**** Supplied records

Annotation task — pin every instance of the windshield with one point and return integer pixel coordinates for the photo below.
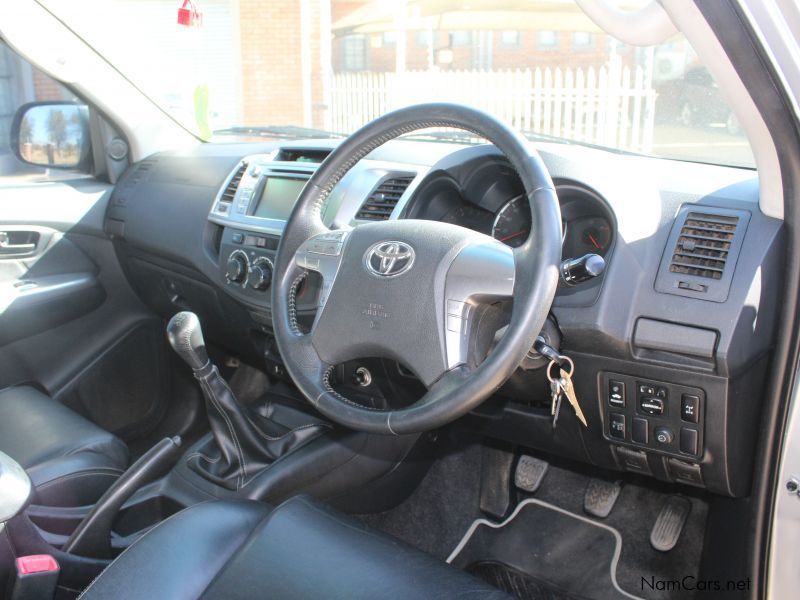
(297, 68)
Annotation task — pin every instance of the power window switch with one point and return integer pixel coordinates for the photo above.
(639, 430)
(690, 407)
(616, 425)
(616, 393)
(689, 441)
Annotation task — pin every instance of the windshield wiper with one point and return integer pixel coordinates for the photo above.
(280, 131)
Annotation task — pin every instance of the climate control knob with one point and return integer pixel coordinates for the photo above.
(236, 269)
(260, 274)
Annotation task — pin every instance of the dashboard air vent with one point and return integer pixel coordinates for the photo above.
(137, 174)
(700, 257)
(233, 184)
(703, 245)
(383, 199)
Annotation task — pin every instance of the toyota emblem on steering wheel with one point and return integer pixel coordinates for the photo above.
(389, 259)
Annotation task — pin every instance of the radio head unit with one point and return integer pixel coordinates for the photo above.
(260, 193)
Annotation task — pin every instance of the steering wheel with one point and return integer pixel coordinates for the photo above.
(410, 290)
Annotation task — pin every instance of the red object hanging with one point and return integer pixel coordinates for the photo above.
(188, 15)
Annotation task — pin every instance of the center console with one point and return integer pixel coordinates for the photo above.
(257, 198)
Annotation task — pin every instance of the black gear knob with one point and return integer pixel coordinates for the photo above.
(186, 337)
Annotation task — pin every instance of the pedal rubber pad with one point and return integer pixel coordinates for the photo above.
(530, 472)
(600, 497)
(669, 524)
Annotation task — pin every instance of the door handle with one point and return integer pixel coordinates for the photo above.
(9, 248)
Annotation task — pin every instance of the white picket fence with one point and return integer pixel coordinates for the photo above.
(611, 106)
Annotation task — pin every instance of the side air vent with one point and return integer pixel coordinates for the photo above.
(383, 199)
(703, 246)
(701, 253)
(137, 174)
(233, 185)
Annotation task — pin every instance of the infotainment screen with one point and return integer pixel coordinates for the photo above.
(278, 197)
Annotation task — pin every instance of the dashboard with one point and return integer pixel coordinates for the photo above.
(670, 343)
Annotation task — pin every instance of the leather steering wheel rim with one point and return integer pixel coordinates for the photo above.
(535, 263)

********
**** Supplied records

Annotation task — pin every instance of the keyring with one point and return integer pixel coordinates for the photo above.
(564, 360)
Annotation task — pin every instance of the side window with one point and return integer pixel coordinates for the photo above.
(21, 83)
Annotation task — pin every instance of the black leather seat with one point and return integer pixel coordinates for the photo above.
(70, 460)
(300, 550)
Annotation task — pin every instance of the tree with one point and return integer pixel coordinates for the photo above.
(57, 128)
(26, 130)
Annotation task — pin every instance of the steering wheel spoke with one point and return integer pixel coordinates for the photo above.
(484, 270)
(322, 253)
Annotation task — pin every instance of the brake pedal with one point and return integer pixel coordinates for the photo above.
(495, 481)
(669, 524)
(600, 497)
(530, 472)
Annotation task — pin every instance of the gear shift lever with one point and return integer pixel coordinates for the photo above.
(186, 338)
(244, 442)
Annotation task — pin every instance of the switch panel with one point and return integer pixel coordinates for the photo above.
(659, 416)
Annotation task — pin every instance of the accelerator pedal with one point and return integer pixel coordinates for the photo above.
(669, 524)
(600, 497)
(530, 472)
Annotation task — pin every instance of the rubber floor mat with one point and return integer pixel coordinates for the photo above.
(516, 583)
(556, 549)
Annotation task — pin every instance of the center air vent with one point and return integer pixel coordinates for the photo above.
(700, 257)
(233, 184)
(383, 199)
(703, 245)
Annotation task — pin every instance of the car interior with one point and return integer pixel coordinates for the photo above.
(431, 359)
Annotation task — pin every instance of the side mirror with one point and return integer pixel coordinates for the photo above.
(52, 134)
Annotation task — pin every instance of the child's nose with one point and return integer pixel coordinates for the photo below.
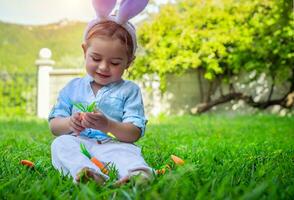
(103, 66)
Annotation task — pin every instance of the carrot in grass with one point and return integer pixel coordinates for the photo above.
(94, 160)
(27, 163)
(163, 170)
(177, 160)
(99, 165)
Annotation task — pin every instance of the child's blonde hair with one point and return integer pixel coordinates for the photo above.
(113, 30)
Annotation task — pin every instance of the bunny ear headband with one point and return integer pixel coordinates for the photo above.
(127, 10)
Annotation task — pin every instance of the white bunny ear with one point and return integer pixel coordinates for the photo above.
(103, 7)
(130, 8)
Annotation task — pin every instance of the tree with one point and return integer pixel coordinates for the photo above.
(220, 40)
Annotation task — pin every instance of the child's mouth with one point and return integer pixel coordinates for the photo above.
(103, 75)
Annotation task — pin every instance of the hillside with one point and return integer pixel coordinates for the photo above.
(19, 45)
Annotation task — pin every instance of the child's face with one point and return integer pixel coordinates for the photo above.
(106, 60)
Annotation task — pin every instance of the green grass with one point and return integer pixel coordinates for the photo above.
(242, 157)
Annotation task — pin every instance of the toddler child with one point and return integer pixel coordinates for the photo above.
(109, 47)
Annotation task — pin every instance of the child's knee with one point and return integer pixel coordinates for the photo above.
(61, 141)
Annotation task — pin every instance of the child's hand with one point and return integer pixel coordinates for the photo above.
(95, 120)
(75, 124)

********
**** Supplied records

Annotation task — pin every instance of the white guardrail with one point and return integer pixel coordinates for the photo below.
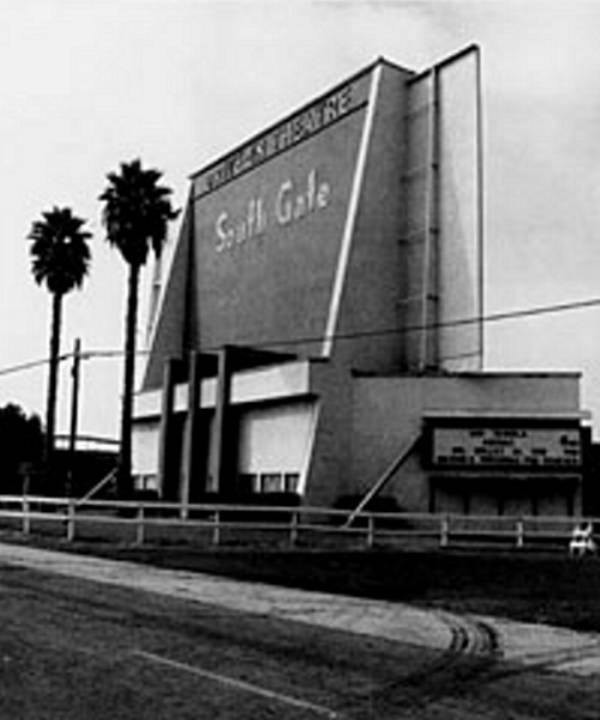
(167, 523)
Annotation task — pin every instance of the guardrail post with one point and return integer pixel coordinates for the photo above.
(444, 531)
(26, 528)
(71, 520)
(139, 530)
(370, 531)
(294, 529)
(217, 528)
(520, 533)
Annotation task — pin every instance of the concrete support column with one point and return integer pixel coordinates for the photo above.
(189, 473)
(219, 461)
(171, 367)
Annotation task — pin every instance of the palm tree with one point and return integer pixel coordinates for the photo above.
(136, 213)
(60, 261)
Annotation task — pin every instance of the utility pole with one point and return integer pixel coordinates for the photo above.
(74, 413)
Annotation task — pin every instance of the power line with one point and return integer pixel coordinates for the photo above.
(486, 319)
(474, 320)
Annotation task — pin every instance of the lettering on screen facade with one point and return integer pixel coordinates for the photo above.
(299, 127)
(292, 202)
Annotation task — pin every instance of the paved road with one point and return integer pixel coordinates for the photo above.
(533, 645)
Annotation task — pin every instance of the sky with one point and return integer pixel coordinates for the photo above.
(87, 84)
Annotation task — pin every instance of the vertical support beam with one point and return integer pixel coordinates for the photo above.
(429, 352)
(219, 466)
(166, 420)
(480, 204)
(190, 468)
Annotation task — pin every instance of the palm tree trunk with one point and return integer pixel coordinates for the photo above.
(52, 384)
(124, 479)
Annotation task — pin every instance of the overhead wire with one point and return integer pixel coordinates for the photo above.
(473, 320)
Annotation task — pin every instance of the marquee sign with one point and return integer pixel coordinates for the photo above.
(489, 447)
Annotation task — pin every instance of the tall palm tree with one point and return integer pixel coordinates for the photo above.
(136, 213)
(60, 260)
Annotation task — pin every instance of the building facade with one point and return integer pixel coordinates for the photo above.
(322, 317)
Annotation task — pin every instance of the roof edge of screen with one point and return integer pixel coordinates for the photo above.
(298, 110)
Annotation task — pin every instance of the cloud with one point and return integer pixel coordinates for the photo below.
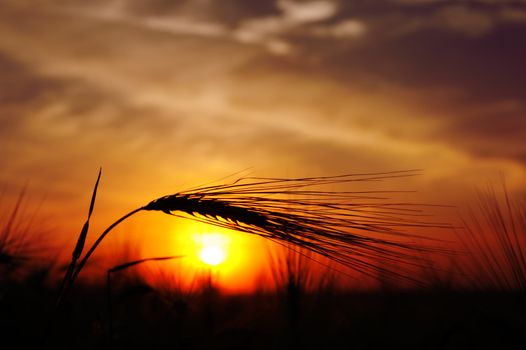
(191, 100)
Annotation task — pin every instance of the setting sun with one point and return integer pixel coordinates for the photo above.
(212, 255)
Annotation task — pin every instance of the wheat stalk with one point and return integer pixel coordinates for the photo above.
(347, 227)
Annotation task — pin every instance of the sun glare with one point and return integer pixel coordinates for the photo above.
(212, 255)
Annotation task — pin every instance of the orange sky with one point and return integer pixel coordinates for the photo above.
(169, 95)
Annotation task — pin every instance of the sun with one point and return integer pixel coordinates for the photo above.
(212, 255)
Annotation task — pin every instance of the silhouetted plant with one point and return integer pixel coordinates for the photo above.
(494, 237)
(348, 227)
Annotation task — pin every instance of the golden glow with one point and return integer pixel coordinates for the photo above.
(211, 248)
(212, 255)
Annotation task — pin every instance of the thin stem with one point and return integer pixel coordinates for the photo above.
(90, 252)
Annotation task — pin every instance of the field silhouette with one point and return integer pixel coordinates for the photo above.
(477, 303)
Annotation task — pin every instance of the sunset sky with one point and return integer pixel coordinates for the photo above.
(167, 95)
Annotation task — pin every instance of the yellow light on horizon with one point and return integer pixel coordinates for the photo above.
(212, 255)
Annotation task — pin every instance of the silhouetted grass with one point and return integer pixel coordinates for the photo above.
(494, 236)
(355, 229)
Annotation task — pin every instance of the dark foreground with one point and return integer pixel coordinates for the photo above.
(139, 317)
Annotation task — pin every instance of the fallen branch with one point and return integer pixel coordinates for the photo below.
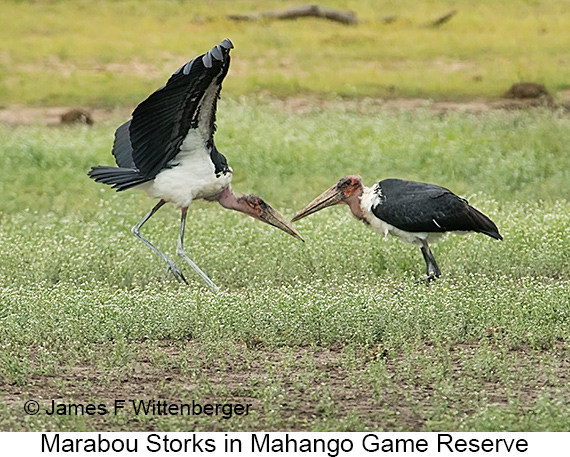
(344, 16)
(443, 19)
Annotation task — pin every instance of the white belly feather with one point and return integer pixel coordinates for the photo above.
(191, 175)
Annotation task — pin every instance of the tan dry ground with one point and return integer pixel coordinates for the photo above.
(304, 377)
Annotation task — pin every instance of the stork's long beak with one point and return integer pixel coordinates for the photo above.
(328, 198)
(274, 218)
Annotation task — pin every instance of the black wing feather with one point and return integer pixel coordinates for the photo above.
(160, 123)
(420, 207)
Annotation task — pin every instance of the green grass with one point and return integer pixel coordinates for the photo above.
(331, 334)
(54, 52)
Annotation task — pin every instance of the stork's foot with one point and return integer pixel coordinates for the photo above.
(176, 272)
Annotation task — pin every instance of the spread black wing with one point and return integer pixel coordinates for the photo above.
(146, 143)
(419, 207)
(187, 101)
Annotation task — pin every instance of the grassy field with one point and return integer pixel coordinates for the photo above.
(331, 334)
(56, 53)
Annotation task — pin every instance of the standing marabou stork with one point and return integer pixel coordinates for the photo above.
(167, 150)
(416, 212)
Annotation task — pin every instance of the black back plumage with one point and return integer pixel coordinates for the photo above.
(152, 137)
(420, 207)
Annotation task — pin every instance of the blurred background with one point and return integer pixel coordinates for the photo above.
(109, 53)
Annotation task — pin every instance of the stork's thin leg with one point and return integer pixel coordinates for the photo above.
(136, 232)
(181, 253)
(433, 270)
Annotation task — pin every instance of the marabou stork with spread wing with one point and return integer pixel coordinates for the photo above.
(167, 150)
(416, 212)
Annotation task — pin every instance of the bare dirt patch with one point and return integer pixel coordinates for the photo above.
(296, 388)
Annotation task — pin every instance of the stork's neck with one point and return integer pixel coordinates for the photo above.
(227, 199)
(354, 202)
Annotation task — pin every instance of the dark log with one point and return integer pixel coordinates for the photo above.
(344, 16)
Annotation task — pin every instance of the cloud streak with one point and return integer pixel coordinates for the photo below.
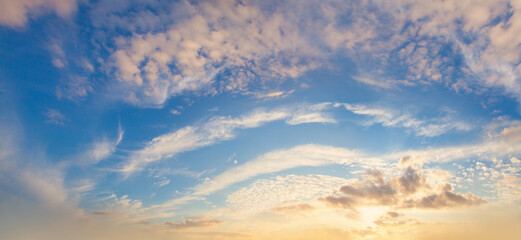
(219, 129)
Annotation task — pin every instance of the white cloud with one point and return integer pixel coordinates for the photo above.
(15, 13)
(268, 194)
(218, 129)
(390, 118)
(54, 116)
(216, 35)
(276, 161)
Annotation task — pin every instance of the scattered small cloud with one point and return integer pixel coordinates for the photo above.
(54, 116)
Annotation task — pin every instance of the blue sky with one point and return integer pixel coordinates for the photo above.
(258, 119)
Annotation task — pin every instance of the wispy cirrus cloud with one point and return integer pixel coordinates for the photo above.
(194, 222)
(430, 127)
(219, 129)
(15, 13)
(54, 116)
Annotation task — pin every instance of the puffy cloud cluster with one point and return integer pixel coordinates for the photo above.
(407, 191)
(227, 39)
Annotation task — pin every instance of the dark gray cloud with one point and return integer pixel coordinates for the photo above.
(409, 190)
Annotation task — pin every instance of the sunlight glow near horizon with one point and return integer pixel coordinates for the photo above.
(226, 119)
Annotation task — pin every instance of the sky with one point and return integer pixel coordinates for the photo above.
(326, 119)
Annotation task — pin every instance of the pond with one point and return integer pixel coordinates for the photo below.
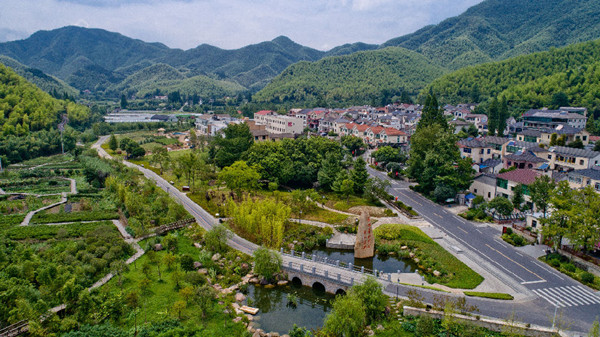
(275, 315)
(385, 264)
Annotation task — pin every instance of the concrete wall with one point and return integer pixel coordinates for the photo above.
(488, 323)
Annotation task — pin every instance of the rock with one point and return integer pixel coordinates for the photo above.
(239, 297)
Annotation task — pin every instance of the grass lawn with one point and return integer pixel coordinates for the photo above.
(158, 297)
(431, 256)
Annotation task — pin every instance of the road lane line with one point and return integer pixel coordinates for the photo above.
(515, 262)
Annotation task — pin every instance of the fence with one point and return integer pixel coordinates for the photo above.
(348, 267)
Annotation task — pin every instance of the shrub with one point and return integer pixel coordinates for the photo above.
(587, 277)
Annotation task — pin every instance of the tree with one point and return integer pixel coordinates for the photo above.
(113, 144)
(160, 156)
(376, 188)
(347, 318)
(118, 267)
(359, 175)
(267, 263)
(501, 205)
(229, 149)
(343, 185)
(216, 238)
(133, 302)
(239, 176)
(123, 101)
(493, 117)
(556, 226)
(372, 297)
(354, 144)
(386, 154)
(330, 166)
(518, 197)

********

**Your instructions**: Count the lines in the material above that contain the word "thin" and give only that number.

**Task output**: 2